Given request: Format the data from its beginning through the line containing "88L338 8L293 47L284" as a Markdown table with the columns Row and Entry, numbering each line and skipping blank lines. Leave the pictures out of the table.

Recorded information:
╭──

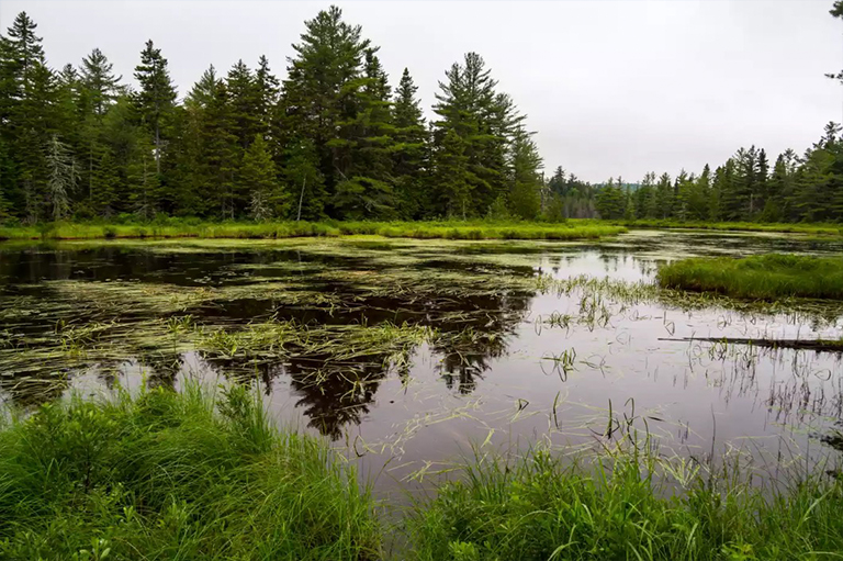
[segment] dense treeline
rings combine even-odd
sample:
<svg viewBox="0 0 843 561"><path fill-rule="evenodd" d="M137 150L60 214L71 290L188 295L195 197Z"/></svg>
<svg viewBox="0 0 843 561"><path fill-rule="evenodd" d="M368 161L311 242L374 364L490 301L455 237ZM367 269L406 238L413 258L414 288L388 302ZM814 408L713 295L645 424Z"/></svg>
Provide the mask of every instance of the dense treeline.
<svg viewBox="0 0 843 561"><path fill-rule="evenodd" d="M843 221L843 136L829 123L805 155L793 149L771 166L764 149L739 149L712 172L684 170L675 178L648 173L634 186L621 178L597 188L604 218L678 221Z"/></svg>
<svg viewBox="0 0 843 561"><path fill-rule="evenodd" d="M293 47L285 79L266 57L211 66L180 100L151 41L132 88L97 48L48 68L19 14L0 43L0 215L536 217L541 159L479 55L446 71L427 123L409 71L393 90L338 8Z"/></svg>
<svg viewBox="0 0 843 561"><path fill-rule="evenodd" d="M393 88L338 8L293 47L284 79L261 56L255 69L211 66L180 99L151 41L132 87L99 48L47 67L20 13L0 36L0 220L843 220L833 123L774 162L753 146L699 175L593 186L559 167L546 179L525 115L477 54L445 72L427 122L409 71Z"/></svg>

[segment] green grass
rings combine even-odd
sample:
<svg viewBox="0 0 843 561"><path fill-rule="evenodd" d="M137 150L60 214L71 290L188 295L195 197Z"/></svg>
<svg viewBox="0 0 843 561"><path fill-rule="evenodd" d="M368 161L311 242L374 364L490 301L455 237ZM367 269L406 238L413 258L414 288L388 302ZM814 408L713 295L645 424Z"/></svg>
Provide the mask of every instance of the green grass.
<svg viewBox="0 0 843 561"><path fill-rule="evenodd" d="M384 527L324 441L243 388L75 397L0 426L0 559L370 560ZM537 450L480 456L415 502L418 561L836 559L843 482L750 485L731 467ZM782 478L788 481L787 478Z"/></svg>
<svg viewBox="0 0 843 561"><path fill-rule="evenodd" d="M419 561L821 560L843 557L843 484L817 479L775 492L704 482L674 494L652 461L563 465L546 452L517 463L472 460L460 481L416 505ZM698 473L698 472L697 472Z"/></svg>
<svg viewBox="0 0 843 561"><path fill-rule="evenodd" d="M659 268L667 289L732 298L843 300L843 258L771 254L733 259L682 259Z"/></svg>
<svg viewBox="0 0 843 561"><path fill-rule="evenodd" d="M47 405L0 430L0 559L376 559L367 490L243 389Z"/></svg>
<svg viewBox="0 0 843 561"><path fill-rule="evenodd" d="M843 236L841 224L766 223L766 222L698 222L675 220L637 220L607 221L630 228L687 228L732 232L782 232L791 234L812 234L817 236Z"/></svg>
<svg viewBox="0 0 843 561"><path fill-rule="evenodd" d="M597 222L563 224L495 222L223 222L170 218L150 224L56 223L0 227L0 239L254 238L380 235L447 239L596 239L626 232Z"/></svg>

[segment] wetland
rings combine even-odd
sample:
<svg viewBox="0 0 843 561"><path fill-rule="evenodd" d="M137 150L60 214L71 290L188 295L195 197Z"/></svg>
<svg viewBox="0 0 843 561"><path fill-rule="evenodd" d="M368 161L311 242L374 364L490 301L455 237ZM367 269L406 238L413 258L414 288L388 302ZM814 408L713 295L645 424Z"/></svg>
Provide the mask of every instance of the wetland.
<svg viewBox="0 0 843 561"><path fill-rule="evenodd" d="M476 487L440 485L487 456L532 481L623 450L614 472L647 472L664 496L738 472L771 492L794 478L833 480L841 354L810 344L840 340L843 303L730 299L655 279L686 258L841 249L833 237L643 229L582 242L8 242L0 399L25 416L153 388L247 388L269 424L333 449L384 524L403 527L401 513L429 501L411 517L413 535L451 549L418 547L419 558L493 559L431 521L465 516L454 501L479 500L469 500ZM769 340L785 344L754 344ZM629 453L644 453L644 468ZM629 475L633 467L643 471ZM477 469L468 481L502 489L499 473ZM371 556L366 528L363 546L341 549L353 553L326 556ZM385 557L407 547L386 541ZM524 559L555 543L532 543Z"/></svg>

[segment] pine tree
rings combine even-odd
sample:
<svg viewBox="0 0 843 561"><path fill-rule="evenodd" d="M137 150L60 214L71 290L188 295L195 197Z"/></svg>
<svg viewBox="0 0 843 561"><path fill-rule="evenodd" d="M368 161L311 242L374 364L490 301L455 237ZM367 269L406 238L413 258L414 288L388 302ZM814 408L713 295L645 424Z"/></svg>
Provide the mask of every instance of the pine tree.
<svg viewBox="0 0 843 561"><path fill-rule="evenodd" d="M70 194L79 181L79 169L76 166L69 148L57 135L47 146L47 180L48 202L54 221L65 220L70 213Z"/></svg>
<svg viewBox="0 0 843 561"><path fill-rule="evenodd" d="M191 88L188 97L184 99L184 103L196 109L206 108L213 101L214 96L216 96L217 81L216 69L214 65L211 65L202 72L199 81L193 85L193 88Z"/></svg>
<svg viewBox="0 0 843 561"><path fill-rule="evenodd" d="M464 143L453 128L449 130L434 153L435 194L432 207L446 216L468 217L472 184L468 181L468 157Z"/></svg>
<svg viewBox="0 0 843 561"><path fill-rule="evenodd" d="M395 144L392 148L397 207L404 220L423 217L428 206L427 193L424 192L427 128L416 98L417 91L409 70L405 68L393 105Z"/></svg>
<svg viewBox="0 0 843 561"><path fill-rule="evenodd" d="M162 131L173 111L176 88L167 69L167 59L161 56L160 48L155 48L151 40L146 42L144 51L140 52L140 64L135 67L135 79L140 85L140 91L135 94L135 102L143 123L153 134L155 166L160 175L166 144L166 134L162 134Z"/></svg>
<svg viewBox="0 0 843 561"><path fill-rule="evenodd" d="M251 69L238 60L226 79L231 105L232 133L241 149L249 147L255 135L261 132L260 91Z"/></svg>
<svg viewBox="0 0 843 561"><path fill-rule="evenodd" d="M82 59L81 86L87 112L102 119L122 88L122 76L114 76L113 65L102 51L94 48Z"/></svg>
<svg viewBox="0 0 843 561"><path fill-rule="evenodd" d="M476 53L467 54L462 65L454 63L446 78L436 94L439 120L434 123L434 138L443 146L449 132L460 137L467 165L458 182L469 184L472 193L465 201L467 215L482 214L508 191L507 149L521 117L509 97L495 91L497 82Z"/></svg>
<svg viewBox="0 0 843 561"><path fill-rule="evenodd" d="M256 221L286 215L289 197L281 189L267 143L257 134L240 166L240 182L249 193L249 214Z"/></svg>
<svg viewBox="0 0 843 561"><path fill-rule="evenodd" d="M524 220L536 220L541 210L542 161L536 143L524 128L515 134L510 167L509 204L513 213Z"/></svg>
<svg viewBox="0 0 843 561"><path fill-rule="evenodd" d="M261 55L258 60L258 70L255 74L255 86L258 94L258 119L261 132L269 136L272 131L273 109L279 100L279 81L269 68L269 60Z"/></svg>
<svg viewBox="0 0 843 561"><path fill-rule="evenodd" d="M316 148L307 139L289 143L283 168L284 184L292 195L291 217L317 221L325 217L327 190L316 166Z"/></svg>
<svg viewBox="0 0 843 561"><path fill-rule="evenodd" d="M348 141L341 138L338 131L341 122L356 114L355 86L362 75L362 60L369 41L361 37L359 25L342 21L342 11L335 5L305 22L305 27L301 42L293 45L296 56L288 67L282 105L285 143L297 157L303 154L314 157L314 161L306 165L299 160L296 167L300 170L316 168L326 188L325 199L310 201L315 211L328 205L336 184L345 179L342 168L347 169L350 165L349 161L336 159L337 148L341 152ZM313 149L300 149L303 139ZM308 175L310 171L305 173ZM317 195L317 192L312 195Z"/></svg>
<svg viewBox="0 0 843 561"><path fill-rule="evenodd" d="M674 190L671 183L671 176L662 173L659 177L659 182L655 184L655 217L656 218L670 218L674 212Z"/></svg>

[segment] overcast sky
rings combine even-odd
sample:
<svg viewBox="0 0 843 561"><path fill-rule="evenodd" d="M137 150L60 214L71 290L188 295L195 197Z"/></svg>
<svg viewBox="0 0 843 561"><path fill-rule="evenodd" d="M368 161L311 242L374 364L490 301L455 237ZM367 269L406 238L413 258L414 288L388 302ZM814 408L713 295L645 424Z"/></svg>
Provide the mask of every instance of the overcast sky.
<svg viewBox="0 0 843 561"><path fill-rule="evenodd" d="M408 67L429 112L443 71L476 51L528 115L548 172L589 181L699 171L740 146L801 153L843 119L843 22L831 0L337 1L381 46L397 82ZM329 2L1 0L0 26L25 10L54 67L100 47L125 79L147 38L183 96L210 64L266 54L285 75L304 20Z"/></svg>

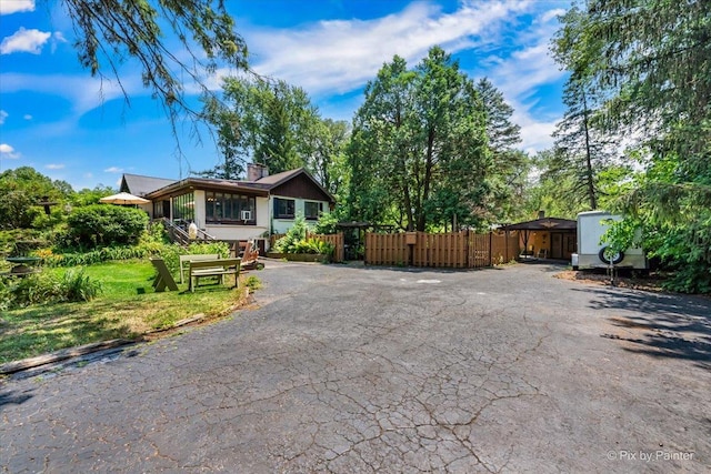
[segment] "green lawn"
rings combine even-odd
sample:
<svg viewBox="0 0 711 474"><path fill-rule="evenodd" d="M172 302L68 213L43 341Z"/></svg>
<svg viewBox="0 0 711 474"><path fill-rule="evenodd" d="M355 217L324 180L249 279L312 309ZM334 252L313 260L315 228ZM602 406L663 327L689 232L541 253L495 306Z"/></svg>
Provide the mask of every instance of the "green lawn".
<svg viewBox="0 0 711 474"><path fill-rule="evenodd" d="M43 269L64 272L66 269ZM153 268L146 261L111 262L84 268L101 282L99 296L84 303L61 303L6 311L0 315L0 363L110 339L139 339L156 329L202 313L208 319L230 314L244 301L244 284L200 286L194 293L156 293ZM250 284L254 279L250 278ZM178 282L179 280L176 279ZM232 281L233 283L233 281Z"/></svg>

╰──

Completed exercise:
| Row | Entry |
|---|---|
| 1 | [segment] dense treeline |
| 2 | rings combine even-odd |
| 3 | sample: |
| 4 | <svg viewBox="0 0 843 561"><path fill-rule="evenodd" d="M137 150L60 214L71 290L188 295L195 197Z"/></svg> |
| 5 | <svg viewBox="0 0 843 561"><path fill-rule="evenodd" d="M368 161L311 242L374 364L490 301L455 237ZM367 269L406 238L413 258L414 288L388 302ZM814 408L713 295L645 424Z"/></svg> |
| 6 | Provide the mask of every instance of the dense treeline. |
| 7 | <svg viewBox="0 0 843 561"><path fill-rule="evenodd" d="M843 221L843 136L829 123L805 155L793 149L771 166L764 149L739 149L712 172L684 170L675 178L648 173L634 186L621 178L597 188L604 218L678 221Z"/></svg> |
| 8 | <svg viewBox="0 0 843 561"><path fill-rule="evenodd" d="M293 47L285 79L266 57L211 66L180 100L151 41L132 88L97 48L48 68L19 14L0 43L0 215L536 217L541 159L479 55L446 71L427 123L409 71L393 90L338 8Z"/></svg> |
| 9 | <svg viewBox="0 0 843 561"><path fill-rule="evenodd" d="M393 88L338 8L293 47L284 79L261 56L255 69L211 66L180 99L151 41L132 87L99 48L47 67L20 13L0 36L0 220L843 220L833 123L774 162L753 146L699 175L593 186L559 167L546 179L525 115L477 54L445 72L427 122L409 71Z"/></svg> |